TASK REQUIREMENTS →
A) In the bioglass study summary, along what did the cracks propagate?
B) Carry on the bioglass study summary from the point where it stops.
───── EXTRACT TO READ ─────
Methods: Hertzian Indentation, Micro- and Nano-tomography, Scanning Electron Microscopy, Deep Inelastic Neutron Scattering, Neutron Diffraction, Density Functional Theory
Results: Micro-CT (uCT) was used to characterise the volumetric-porosity of fully-cured biocompatible glass samples, accurately tracking fracture branches through three Cartesian axes, in addition to incomplete bottom-initiated cracking. Nanocomputed tomography analyses supported the reliability of the uCT results. Complementary 2-Dimensional fractographic investigation was carried out by optical and scanning electron microscopies, resulting in qualitative feature-resolution towards identification of fracture characteristics. The combined 3-D qualitative assessment of microstructure and fracture features, complemented by 2-D methods, provided an increased understanding of the properties and subsequent mechanism of mechanical failure in these bioglasses. Specifically, cracks preferentially linked the pores and propagated along the glass-matrix interface. Parallel studies of the setting kinetics and associated reaction dynamics were characterised using evolved neutron scattering techniques. Complementary high-level quantum chemical determinations were in agreement and highlighted the need for increasing matrix packing towards enhancing toughness in these materials.
───── DATASET CONTENT ─────
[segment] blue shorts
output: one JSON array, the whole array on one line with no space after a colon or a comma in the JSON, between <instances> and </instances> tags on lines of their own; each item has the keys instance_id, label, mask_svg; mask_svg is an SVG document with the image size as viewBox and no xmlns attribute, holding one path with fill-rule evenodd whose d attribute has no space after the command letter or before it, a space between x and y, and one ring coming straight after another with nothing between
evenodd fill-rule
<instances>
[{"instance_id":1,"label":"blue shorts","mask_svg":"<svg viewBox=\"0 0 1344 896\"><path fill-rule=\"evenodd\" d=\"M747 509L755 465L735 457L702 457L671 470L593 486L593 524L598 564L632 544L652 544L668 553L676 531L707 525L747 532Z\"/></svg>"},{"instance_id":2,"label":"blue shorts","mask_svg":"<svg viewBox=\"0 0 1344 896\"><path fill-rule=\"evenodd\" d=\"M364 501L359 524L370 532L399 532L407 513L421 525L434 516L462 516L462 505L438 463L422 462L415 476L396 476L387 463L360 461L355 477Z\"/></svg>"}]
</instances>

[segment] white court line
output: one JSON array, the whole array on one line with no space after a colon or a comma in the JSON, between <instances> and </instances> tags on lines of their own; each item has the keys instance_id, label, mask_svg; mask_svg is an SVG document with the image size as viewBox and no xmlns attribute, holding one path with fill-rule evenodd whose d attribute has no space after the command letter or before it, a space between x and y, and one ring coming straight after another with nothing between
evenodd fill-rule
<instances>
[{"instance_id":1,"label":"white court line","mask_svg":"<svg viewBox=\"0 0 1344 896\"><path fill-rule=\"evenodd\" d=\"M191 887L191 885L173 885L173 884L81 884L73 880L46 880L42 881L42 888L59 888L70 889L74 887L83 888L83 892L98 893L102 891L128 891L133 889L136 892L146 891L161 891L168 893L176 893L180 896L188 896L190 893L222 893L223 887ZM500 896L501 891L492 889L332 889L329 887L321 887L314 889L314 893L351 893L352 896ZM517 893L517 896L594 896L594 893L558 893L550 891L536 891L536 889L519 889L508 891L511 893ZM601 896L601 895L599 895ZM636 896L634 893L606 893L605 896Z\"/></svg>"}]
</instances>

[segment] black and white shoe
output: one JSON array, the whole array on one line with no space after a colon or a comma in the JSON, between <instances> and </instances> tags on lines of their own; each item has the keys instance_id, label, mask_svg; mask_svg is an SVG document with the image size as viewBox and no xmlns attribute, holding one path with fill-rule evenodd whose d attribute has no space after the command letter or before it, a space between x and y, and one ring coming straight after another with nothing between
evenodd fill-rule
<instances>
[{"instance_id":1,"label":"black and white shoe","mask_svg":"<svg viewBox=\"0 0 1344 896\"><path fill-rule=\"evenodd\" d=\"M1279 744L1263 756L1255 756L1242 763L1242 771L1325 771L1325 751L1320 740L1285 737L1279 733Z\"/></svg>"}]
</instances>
─────
RESULTS FOR THE EXERCISE →
A) Along the glass-matrix interface.

B)
Conclusions: The multi-disciplinary approach described herein provides the most effective means towards the rational characterisation of mechanical failure in biocompatible glasses. The combination of neutron scattering complemented by high-level quantum-mechanical simulations provided insight into setting dynamics. The methodological development is exploitable on related biocompatible systems and represents a new tool towards the rational characterisation, optimisation and design of novel materials for clinical service.